Dans la foulée de la sortie en salle du film Moneyball, La Presse jette un regard sur l'approche révolutionnaire adoptée par les Athletics d'Oakland dans les années 90 pour rivaliser, souvent avantageusement, avec les riches organisations du baseball majeur.

Quand il s'est installé dans la chaise du directeur général des Athletics d'Oakland en 1998, après quatre années passées comme assistant, Billy Beane connaissait exactement son mandat: gagner des matchs avec un budget dérisoire, du moins selon les normes démesurées du baseball majeur.

Trois ans auparavant, les nouveaux propriétaires des A's avaient déjà exigé du directeur général et mentor de Beane, Sandy Alderson, des coupes draconiennes dans les dépenses de l'organisation (en 1991, les Athletics affichaient la masse salariale la plus élevée du baseball majeur, mais visiblement, les temps avaient changé...).

□ □ □ □

• Consigne 1: Condensez le paragraphe de l'extrait qui commence par « Trois ans auparavant », sans perdre ses faits principaux.
• Consigne 2: D'après l'extrait, combien d'années Billy Beane a-t-il passées comme assistant avant de devenir directeur général des Athletics d'Oakland ?
Les lignes ci-dessous proviennent d'une source distincte de l'extrait.

□ □ □ □

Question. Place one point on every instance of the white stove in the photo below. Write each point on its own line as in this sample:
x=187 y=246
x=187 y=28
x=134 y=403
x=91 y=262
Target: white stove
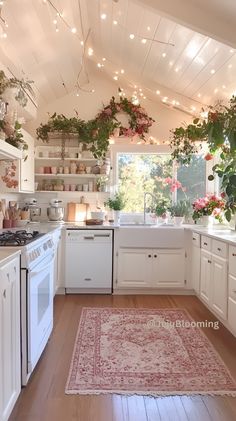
x=37 y=266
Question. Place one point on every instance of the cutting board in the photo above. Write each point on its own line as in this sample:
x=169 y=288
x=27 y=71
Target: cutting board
x=77 y=212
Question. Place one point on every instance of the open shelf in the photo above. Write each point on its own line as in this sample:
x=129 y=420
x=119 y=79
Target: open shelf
x=44 y=158
x=8 y=151
x=68 y=175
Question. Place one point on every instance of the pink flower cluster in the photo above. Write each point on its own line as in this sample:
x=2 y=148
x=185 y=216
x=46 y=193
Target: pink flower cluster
x=174 y=184
x=209 y=205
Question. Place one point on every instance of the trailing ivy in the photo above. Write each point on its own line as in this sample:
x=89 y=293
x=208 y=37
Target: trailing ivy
x=218 y=131
x=95 y=133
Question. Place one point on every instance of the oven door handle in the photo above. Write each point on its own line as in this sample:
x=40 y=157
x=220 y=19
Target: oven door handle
x=34 y=273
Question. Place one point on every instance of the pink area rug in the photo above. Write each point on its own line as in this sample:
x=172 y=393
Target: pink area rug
x=146 y=352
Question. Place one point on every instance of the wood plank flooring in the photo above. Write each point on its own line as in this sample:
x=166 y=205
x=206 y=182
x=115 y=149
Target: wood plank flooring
x=44 y=399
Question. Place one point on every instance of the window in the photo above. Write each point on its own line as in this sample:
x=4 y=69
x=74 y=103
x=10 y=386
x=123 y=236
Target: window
x=193 y=179
x=138 y=171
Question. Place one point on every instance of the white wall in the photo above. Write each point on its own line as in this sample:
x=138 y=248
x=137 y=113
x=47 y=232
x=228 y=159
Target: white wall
x=89 y=104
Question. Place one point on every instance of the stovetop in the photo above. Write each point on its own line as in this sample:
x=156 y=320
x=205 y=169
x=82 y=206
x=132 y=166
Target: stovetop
x=18 y=238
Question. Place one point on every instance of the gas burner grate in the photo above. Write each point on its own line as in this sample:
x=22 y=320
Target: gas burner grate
x=18 y=238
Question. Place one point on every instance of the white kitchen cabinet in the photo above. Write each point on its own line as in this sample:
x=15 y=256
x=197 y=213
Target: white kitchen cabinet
x=134 y=268
x=10 y=363
x=57 y=260
x=168 y=268
x=232 y=303
x=150 y=268
x=24 y=170
x=232 y=289
x=205 y=283
x=196 y=262
x=219 y=285
x=213 y=282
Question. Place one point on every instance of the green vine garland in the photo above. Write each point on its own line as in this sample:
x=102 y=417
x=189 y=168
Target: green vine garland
x=95 y=133
x=218 y=131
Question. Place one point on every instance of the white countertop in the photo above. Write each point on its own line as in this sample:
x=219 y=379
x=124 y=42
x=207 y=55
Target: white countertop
x=223 y=234
x=7 y=254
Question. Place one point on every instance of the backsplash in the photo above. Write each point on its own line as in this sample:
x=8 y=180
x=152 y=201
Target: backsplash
x=94 y=200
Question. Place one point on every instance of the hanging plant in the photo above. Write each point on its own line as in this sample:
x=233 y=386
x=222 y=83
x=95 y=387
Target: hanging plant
x=95 y=133
x=139 y=121
x=23 y=88
x=218 y=132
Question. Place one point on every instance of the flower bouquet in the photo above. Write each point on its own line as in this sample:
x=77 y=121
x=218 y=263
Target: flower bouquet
x=210 y=205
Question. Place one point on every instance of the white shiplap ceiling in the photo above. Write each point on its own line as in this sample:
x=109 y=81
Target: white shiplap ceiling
x=196 y=70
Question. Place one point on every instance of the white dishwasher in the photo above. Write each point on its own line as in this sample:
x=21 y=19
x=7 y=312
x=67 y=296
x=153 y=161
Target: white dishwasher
x=88 y=262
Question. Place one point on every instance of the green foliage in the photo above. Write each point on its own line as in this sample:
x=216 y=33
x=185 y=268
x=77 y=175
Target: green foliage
x=162 y=207
x=218 y=131
x=116 y=203
x=23 y=87
x=181 y=208
x=139 y=173
x=95 y=133
x=16 y=138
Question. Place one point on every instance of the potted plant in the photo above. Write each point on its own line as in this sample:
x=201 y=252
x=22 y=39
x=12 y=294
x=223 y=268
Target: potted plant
x=210 y=205
x=217 y=129
x=180 y=210
x=117 y=203
x=102 y=183
x=161 y=209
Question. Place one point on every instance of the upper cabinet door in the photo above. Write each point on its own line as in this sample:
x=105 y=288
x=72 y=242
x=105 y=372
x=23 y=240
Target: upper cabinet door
x=26 y=167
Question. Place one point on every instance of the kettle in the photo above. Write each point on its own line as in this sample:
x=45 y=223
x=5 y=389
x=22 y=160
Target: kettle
x=55 y=212
x=35 y=211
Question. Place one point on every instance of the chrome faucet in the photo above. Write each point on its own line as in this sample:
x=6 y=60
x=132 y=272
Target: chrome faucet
x=145 y=205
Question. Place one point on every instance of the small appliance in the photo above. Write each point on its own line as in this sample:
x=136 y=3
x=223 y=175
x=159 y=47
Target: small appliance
x=35 y=211
x=55 y=212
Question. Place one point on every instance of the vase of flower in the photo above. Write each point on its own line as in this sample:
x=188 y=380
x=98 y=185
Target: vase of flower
x=116 y=217
x=205 y=221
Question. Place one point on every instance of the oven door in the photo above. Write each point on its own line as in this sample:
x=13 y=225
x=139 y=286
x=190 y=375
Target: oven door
x=40 y=309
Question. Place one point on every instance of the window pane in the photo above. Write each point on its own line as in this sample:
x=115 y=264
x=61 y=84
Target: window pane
x=193 y=179
x=140 y=173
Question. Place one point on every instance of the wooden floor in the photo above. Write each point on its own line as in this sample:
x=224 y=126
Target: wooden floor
x=44 y=398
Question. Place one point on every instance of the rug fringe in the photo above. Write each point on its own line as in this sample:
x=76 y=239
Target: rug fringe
x=152 y=394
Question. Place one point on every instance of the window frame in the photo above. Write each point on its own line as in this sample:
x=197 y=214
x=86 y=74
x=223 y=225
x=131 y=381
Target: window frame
x=211 y=186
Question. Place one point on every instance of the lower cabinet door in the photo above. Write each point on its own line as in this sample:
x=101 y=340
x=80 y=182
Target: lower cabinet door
x=168 y=268
x=134 y=268
x=196 y=265
x=10 y=370
x=205 y=279
x=219 y=286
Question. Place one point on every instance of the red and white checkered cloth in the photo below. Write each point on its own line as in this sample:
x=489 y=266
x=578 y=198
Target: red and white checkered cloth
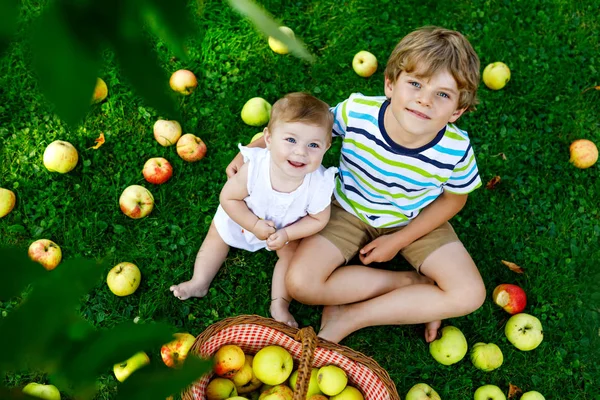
x=251 y=338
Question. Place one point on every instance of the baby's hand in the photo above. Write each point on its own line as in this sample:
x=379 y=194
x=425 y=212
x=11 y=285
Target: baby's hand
x=277 y=240
x=263 y=229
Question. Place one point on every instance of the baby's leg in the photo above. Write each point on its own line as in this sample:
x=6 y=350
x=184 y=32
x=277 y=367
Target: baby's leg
x=280 y=298
x=209 y=259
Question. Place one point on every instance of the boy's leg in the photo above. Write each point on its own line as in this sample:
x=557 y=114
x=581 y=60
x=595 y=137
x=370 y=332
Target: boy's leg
x=459 y=291
x=209 y=259
x=280 y=298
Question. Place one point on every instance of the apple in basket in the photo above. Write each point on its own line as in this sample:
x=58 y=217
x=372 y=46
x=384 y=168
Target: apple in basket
x=175 y=352
x=228 y=360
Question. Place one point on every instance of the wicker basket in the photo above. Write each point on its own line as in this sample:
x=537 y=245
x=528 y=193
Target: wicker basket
x=253 y=332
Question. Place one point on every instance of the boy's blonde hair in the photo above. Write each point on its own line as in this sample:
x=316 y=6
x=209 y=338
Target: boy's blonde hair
x=432 y=49
x=301 y=107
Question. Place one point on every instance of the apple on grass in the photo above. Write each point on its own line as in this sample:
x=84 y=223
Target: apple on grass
x=510 y=297
x=332 y=380
x=175 y=352
x=272 y=365
x=157 y=170
x=60 y=156
x=584 y=153
x=486 y=357
x=220 y=389
x=136 y=201
x=422 y=391
x=256 y=112
x=364 y=63
x=450 y=348
x=524 y=331
x=166 y=132
x=489 y=392
x=45 y=252
x=228 y=361
x=277 y=46
x=7 y=201
x=123 y=369
x=183 y=81
x=100 y=91
x=47 y=392
x=496 y=75
x=191 y=148
x=123 y=279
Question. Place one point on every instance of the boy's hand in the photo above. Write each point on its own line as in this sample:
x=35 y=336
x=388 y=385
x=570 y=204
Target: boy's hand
x=234 y=166
x=277 y=240
x=263 y=229
x=382 y=249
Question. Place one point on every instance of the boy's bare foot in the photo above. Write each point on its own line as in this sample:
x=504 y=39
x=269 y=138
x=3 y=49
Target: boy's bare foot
x=188 y=289
x=431 y=329
x=280 y=312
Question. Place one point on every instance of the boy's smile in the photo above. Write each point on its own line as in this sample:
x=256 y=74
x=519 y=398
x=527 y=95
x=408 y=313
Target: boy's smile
x=420 y=107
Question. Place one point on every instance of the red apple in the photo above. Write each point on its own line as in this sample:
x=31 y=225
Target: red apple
x=157 y=170
x=183 y=81
x=191 y=148
x=175 y=352
x=510 y=297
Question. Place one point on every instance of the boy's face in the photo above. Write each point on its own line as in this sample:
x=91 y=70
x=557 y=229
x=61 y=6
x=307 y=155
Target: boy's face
x=420 y=107
x=297 y=148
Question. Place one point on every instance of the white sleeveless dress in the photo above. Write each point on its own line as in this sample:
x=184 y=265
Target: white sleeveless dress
x=311 y=197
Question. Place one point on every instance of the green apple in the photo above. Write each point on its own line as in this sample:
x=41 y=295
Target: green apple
x=496 y=75
x=124 y=369
x=60 y=156
x=256 y=111
x=524 y=331
x=486 y=357
x=332 y=380
x=422 y=391
x=450 y=348
x=272 y=365
x=277 y=46
x=220 y=389
x=532 y=395
x=349 y=393
x=47 y=392
x=313 y=383
x=489 y=392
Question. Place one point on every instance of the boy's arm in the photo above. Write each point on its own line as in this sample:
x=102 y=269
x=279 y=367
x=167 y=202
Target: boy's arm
x=385 y=247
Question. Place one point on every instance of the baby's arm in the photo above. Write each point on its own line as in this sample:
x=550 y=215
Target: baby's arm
x=232 y=200
x=304 y=227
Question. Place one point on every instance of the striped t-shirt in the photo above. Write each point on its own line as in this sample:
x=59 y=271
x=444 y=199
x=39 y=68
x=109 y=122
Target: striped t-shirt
x=386 y=184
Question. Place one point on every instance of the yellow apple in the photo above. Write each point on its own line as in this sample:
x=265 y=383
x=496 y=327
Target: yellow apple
x=123 y=279
x=496 y=75
x=124 y=369
x=277 y=46
x=60 y=156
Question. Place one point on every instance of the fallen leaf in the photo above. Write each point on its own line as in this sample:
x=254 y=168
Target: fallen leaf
x=492 y=183
x=513 y=391
x=513 y=267
x=99 y=142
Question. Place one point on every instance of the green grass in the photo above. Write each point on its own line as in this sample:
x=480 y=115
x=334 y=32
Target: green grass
x=544 y=214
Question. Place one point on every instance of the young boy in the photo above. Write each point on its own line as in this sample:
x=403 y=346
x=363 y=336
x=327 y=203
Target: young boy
x=405 y=170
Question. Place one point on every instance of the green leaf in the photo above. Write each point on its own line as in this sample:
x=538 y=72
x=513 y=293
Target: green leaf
x=67 y=63
x=160 y=382
x=263 y=21
x=17 y=272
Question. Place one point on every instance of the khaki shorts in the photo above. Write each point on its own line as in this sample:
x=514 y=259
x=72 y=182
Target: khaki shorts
x=349 y=234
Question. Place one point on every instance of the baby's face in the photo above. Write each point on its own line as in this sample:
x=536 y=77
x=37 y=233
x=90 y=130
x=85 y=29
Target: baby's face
x=297 y=148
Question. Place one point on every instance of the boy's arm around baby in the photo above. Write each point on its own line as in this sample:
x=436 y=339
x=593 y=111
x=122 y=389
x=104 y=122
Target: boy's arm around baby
x=385 y=247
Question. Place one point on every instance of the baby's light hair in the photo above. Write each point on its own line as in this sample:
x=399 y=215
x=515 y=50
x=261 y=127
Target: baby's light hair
x=301 y=107
x=432 y=49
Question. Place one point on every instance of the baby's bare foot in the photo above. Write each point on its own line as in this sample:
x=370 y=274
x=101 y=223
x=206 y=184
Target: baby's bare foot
x=280 y=312
x=188 y=289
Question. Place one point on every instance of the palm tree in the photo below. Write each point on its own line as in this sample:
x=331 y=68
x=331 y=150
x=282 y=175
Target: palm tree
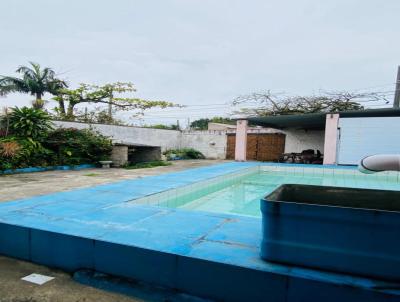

□ □ □ □

• Réponse 1: Trois ans plus tôt, les nouveaux propriétaires des A's avaient imposé à Sandy Alderson, directeur général et mentor de Beane, des coupes draconiennes dans les dépenses, alors qu'en 1991 l'équipe avait la masse salariale la plus élevée du baseball majeur.

• Réponse 2: Quatre années.